Retype exactly the lines from the line with "Label the ear" to the end of the data, keeping both boundary lines.

'''

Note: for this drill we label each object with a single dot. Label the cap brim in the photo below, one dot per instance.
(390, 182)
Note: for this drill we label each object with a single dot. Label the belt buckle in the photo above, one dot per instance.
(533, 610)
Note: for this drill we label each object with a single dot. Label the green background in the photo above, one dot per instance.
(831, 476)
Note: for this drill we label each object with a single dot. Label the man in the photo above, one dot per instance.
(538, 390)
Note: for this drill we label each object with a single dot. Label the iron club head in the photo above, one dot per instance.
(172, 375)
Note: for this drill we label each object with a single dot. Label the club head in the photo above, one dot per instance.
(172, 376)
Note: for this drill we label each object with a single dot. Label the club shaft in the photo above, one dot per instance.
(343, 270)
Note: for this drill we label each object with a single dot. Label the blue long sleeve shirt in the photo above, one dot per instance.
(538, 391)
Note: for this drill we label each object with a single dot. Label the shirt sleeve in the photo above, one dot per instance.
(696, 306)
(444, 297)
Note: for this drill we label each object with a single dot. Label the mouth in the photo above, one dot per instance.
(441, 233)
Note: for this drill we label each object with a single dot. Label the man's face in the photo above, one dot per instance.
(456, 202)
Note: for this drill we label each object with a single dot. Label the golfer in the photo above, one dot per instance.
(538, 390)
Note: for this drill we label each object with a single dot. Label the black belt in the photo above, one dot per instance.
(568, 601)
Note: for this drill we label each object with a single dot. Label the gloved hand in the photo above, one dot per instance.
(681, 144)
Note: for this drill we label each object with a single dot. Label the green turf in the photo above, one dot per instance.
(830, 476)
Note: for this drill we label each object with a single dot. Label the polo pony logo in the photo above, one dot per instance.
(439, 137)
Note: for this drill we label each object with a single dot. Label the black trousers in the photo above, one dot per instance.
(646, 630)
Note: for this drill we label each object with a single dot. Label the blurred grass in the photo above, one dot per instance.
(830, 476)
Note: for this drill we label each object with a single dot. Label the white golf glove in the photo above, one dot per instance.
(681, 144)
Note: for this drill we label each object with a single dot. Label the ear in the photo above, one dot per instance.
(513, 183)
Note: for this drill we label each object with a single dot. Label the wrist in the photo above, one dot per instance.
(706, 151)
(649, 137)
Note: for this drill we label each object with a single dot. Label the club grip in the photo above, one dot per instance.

'''

WRITTEN REPLY:
Note: for this drill we label each object with a single dot. Label the ear in the photo above, one dot per instance.
(513, 183)
Note: for this drill we label each object with a single dot. Label the wrist in the photo above, one dot per instance.
(706, 151)
(649, 137)
Note: for this drill we label each object with a single dot. Label the club grip in the photo above, one dot per instance.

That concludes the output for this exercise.